** Start of Records for processing **
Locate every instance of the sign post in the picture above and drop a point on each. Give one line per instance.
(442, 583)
** End of Records for processing **
** Start of Records for processing **
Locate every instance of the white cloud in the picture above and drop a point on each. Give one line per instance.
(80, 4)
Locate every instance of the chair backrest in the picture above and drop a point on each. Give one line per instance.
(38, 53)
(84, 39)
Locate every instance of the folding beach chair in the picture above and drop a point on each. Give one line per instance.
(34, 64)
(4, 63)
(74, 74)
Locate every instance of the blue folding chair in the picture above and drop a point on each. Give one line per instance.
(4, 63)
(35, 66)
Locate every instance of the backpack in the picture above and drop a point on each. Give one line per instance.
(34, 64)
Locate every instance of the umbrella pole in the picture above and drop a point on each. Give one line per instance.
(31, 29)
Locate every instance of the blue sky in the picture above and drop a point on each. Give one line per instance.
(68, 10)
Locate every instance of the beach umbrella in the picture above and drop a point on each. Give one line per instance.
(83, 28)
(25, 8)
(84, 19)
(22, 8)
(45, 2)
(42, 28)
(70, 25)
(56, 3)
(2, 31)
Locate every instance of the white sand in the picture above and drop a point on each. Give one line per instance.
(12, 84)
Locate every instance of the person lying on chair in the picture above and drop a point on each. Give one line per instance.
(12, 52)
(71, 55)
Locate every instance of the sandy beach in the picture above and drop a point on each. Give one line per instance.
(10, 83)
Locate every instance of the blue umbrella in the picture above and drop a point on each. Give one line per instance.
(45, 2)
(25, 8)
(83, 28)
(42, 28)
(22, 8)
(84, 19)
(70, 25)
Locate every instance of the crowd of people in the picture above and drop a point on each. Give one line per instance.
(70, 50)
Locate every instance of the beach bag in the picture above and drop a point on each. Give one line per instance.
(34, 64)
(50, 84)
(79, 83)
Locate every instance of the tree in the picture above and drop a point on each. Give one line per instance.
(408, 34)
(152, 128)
** End of Records for processing **
** Start of Records for processing **
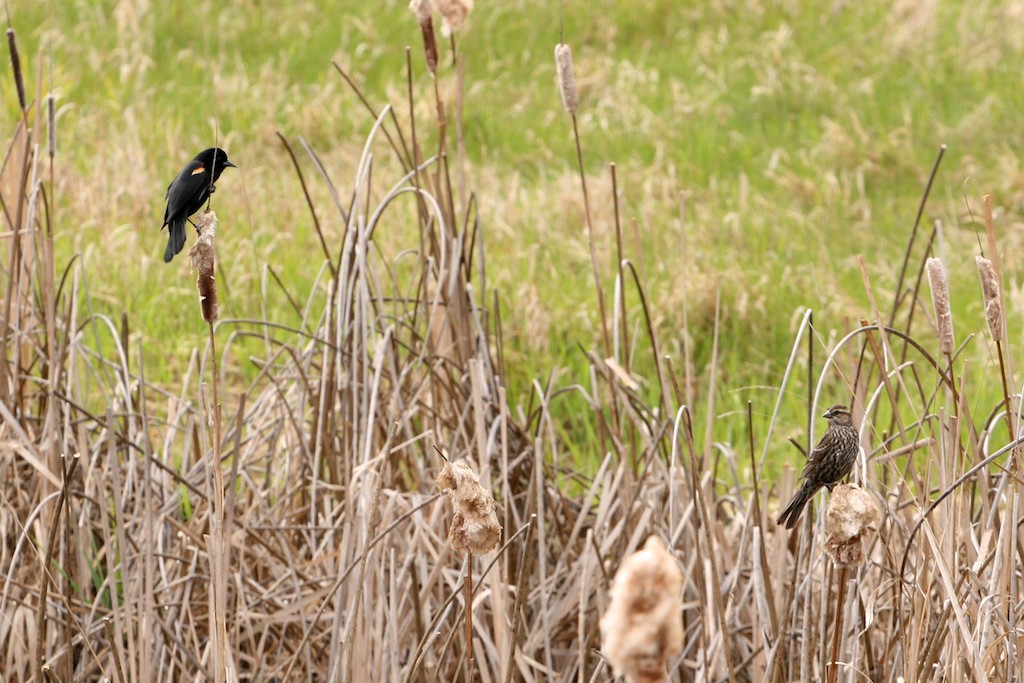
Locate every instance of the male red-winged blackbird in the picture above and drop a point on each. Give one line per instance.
** End of Records for processing **
Task description: Copy out every line in the entries above that contains the string "chair". Matching is case-sensitive.

Answer to this problem:
Locate every instance of the chair backrest in the picture above and drop a point on each. Give one line per instance.
Locate every instance of the folding beach chair in the picture above and drop a point on each. Give one line per instance.
Locate every instance of the blue folding chair in the picture above and drop a point on each. Give one line per instance.
Locate every instance of the person lying on chair in the picture above and drop a point on each. Give one line per instance.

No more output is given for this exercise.